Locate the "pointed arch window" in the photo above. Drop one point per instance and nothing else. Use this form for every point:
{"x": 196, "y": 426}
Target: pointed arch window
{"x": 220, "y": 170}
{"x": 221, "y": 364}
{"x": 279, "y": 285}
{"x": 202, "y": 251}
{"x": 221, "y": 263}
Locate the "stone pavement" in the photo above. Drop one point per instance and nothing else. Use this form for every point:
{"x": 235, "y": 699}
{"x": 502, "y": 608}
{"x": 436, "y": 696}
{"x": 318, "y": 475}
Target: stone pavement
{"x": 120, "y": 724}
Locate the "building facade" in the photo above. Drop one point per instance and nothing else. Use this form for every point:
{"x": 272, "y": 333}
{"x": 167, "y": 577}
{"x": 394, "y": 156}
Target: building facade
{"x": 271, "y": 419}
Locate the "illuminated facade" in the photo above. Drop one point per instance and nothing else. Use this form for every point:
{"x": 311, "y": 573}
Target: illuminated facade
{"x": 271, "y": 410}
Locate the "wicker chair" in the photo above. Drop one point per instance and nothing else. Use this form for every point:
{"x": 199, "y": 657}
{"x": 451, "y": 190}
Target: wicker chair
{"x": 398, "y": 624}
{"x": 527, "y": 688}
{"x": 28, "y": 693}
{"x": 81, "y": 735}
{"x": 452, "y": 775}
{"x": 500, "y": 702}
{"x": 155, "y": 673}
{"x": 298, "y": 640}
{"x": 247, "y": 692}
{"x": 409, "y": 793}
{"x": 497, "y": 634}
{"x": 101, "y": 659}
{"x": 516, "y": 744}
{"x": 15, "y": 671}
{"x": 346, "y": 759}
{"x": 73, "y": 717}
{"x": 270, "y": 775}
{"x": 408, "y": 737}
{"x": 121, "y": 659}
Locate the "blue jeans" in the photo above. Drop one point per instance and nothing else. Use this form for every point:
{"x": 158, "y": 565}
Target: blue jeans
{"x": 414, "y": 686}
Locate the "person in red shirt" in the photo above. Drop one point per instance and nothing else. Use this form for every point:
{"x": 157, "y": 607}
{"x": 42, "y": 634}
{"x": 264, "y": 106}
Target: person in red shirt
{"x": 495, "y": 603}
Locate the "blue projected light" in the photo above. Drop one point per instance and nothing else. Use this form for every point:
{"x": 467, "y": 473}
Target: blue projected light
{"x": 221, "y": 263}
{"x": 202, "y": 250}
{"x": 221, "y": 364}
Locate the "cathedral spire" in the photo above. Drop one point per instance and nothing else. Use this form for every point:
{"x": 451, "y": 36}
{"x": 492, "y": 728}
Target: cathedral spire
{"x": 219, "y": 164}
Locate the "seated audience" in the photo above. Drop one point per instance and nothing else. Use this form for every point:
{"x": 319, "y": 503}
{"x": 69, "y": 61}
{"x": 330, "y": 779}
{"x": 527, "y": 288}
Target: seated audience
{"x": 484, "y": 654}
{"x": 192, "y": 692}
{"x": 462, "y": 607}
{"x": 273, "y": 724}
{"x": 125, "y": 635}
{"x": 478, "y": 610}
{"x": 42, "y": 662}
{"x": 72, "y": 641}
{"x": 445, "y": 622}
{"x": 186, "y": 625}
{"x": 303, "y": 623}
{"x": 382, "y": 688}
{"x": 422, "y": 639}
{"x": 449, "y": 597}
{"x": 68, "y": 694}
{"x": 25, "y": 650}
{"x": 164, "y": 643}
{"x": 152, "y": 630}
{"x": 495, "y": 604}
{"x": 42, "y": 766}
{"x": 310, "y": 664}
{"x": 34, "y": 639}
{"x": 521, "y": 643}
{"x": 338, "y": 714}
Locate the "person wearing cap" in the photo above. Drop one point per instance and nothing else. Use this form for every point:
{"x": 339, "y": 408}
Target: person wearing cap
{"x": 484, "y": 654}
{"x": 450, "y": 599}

EXERCISE INSTRUCTIONS: Exactly as written above, please repeat the entries.

REPLY:
Locate the "pointed arch window" in the photo above. Drop one point per instance and nothing else. Use this form for every point:
{"x": 196, "y": 426}
Target: pointed arch window
{"x": 220, "y": 170}
{"x": 221, "y": 364}
{"x": 279, "y": 285}
{"x": 202, "y": 251}
{"x": 221, "y": 263}
Locate the "stone pavement" in the photo above. Drop one point per instance and nothing else. Use this form for every point:
{"x": 235, "y": 699}
{"x": 502, "y": 608}
{"x": 436, "y": 696}
{"x": 318, "y": 475}
Target: stone pavement
{"x": 120, "y": 724}
Locate the "building facade" in the photo above. Drop one point per instance and nothing else. Use this form for every point:
{"x": 272, "y": 333}
{"x": 167, "y": 577}
{"x": 394, "y": 156}
Target: building facade
{"x": 271, "y": 419}
Locate the "illuminated facade" in the photo above. Drop one point per instance and nothing else. Use this form for every point:
{"x": 311, "y": 573}
Target: illuminated facade
{"x": 271, "y": 410}
Locate the "wicker chair" in the photo above. Drop one point per instance and nothing else. Use this form for every point:
{"x": 199, "y": 657}
{"x": 451, "y": 190}
Target: wicker chair
{"x": 398, "y": 624}
{"x": 527, "y": 688}
{"x": 28, "y": 693}
{"x": 81, "y": 735}
{"x": 452, "y": 775}
{"x": 500, "y": 702}
{"x": 155, "y": 673}
{"x": 298, "y": 640}
{"x": 247, "y": 692}
{"x": 409, "y": 793}
{"x": 497, "y": 634}
{"x": 101, "y": 659}
{"x": 516, "y": 744}
{"x": 15, "y": 671}
{"x": 346, "y": 759}
{"x": 73, "y": 717}
{"x": 270, "y": 775}
{"x": 408, "y": 737}
{"x": 121, "y": 659}
Locate the "blue jeans" in the photo above. Drop one point per instance and nothing else. Use this form for every point:
{"x": 158, "y": 565}
Target: blue jeans
{"x": 414, "y": 686}
Locate the "person in red shirt" in the photo above. Drop one point per instance and nothing else. Use this form for every point:
{"x": 157, "y": 607}
{"x": 42, "y": 634}
{"x": 264, "y": 106}
Target: person in red shirt
{"x": 495, "y": 603}
Locate the "blue projected light" in the photo above. Drop one point per instance and nothing else. Use this form for every point:
{"x": 467, "y": 473}
Target: blue projected light
{"x": 221, "y": 263}
{"x": 202, "y": 250}
{"x": 221, "y": 364}
Locate the "cathedral spire" in the photo above. Drop one point per instance and nothing else. Use this form for every point:
{"x": 451, "y": 36}
{"x": 492, "y": 728}
Target: cathedral spire
{"x": 219, "y": 164}
Locate the "seated audience" in the photo above. Drop one point per instance and nothing else. Use this form for every point:
{"x": 319, "y": 503}
{"x": 69, "y": 61}
{"x": 330, "y": 779}
{"x": 527, "y": 288}
Target: seated audience
{"x": 484, "y": 654}
{"x": 192, "y": 692}
{"x": 462, "y": 607}
{"x": 273, "y": 724}
{"x": 125, "y": 635}
{"x": 478, "y": 610}
{"x": 42, "y": 662}
{"x": 72, "y": 641}
{"x": 445, "y": 622}
{"x": 186, "y": 625}
{"x": 303, "y": 623}
{"x": 382, "y": 688}
{"x": 422, "y": 639}
{"x": 449, "y": 597}
{"x": 68, "y": 694}
{"x": 25, "y": 650}
{"x": 164, "y": 643}
{"x": 152, "y": 630}
{"x": 495, "y": 604}
{"x": 42, "y": 766}
{"x": 310, "y": 664}
{"x": 34, "y": 639}
{"x": 521, "y": 643}
{"x": 338, "y": 714}
Locate the "person wearing cap" in the photo above. Drop one point per instance and nothing else. Use this form for every point:
{"x": 339, "y": 408}
Target: person wearing cap
{"x": 484, "y": 654}
{"x": 450, "y": 599}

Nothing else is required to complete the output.